Repeat word for word the lines from the one holding "Help me find" through the end, both ends included, and leave out every picture.

▸ **Recorded information**:
[Start]

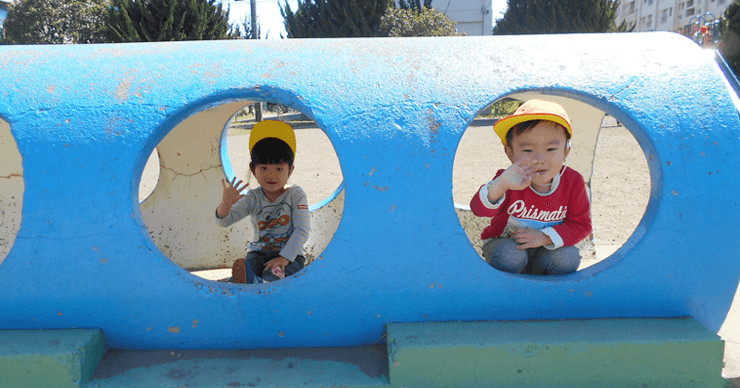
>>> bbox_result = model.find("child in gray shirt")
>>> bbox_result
[216,120,310,283]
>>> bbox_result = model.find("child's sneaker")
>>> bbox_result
[231,259,251,283]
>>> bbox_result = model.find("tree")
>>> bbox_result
[2,0,108,44]
[280,0,389,38]
[380,8,464,37]
[105,0,240,42]
[493,0,631,35]
[398,0,432,12]
[720,0,740,74]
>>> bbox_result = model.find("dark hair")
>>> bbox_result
[506,120,570,146]
[249,137,294,169]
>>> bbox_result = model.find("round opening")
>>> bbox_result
[139,101,344,281]
[0,119,25,264]
[452,92,651,270]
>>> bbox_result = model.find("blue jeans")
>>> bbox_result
[483,237,581,275]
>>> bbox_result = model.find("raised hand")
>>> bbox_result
[488,159,537,203]
[499,159,537,190]
[216,178,249,217]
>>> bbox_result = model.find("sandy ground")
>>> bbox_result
[140,113,740,387]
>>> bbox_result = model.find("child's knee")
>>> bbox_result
[484,238,529,273]
[536,246,581,275]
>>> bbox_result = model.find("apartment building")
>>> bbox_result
[616,0,732,35]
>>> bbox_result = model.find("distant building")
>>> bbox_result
[0,0,13,27]
[395,0,493,36]
[616,0,732,41]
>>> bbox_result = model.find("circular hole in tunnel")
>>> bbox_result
[0,119,25,264]
[139,101,344,280]
[453,92,651,270]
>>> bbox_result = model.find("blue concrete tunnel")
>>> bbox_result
[0,33,740,349]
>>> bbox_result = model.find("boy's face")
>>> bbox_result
[504,121,570,186]
[252,162,293,195]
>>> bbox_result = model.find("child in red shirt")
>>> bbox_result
[470,99,591,275]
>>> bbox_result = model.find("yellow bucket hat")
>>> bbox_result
[249,120,296,155]
[493,99,573,145]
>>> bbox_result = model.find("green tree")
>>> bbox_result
[104,0,241,42]
[398,0,432,12]
[380,8,464,37]
[720,0,740,74]
[280,0,389,38]
[493,0,631,35]
[2,0,108,44]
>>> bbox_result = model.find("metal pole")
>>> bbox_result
[249,0,262,123]
[250,0,262,123]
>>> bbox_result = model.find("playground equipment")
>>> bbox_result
[0,33,740,384]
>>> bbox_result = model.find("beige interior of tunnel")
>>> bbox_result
[140,101,344,276]
[0,119,25,264]
[453,92,650,269]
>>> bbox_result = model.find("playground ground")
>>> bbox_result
[140,113,740,387]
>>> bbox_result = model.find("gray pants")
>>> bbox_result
[483,237,581,275]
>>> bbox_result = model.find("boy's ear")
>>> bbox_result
[504,145,514,164]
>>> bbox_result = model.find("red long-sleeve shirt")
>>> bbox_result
[470,167,591,249]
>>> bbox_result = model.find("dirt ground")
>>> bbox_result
[140,113,740,387]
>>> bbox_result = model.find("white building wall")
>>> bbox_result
[617,0,731,31]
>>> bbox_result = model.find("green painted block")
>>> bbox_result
[387,318,726,388]
[0,329,105,388]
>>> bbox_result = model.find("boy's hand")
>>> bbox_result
[265,256,290,279]
[488,159,537,203]
[499,159,537,190]
[514,228,552,249]
[216,178,249,217]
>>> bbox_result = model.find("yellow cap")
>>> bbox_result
[493,99,573,145]
[249,120,296,155]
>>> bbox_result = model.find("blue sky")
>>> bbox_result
[223,0,506,39]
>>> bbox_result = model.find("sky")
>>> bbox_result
[223,0,506,39]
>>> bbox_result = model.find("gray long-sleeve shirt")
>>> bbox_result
[216,186,310,261]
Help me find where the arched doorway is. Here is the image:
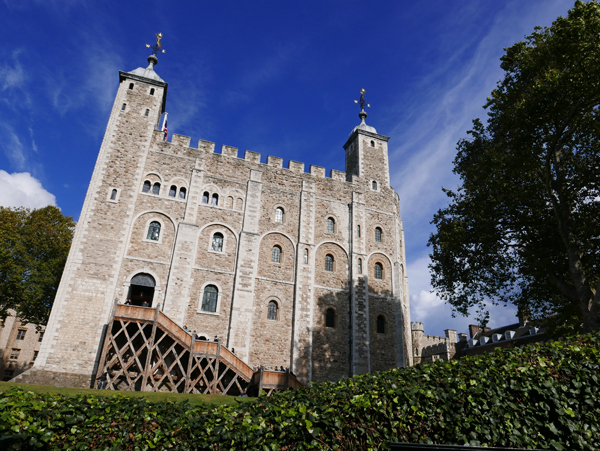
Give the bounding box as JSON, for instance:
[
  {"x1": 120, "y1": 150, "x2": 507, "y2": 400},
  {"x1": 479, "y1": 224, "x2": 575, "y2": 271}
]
[{"x1": 127, "y1": 273, "x2": 156, "y2": 307}]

[End]

▸ **Output**:
Help me find where the arched doorway is. Here is the image:
Give the bounding box as JSON, for instance:
[
  {"x1": 120, "y1": 150, "x2": 507, "y2": 400},
  {"x1": 479, "y1": 224, "x2": 575, "y2": 271}
]
[{"x1": 127, "y1": 273, "x2": 156, "y2": 307}]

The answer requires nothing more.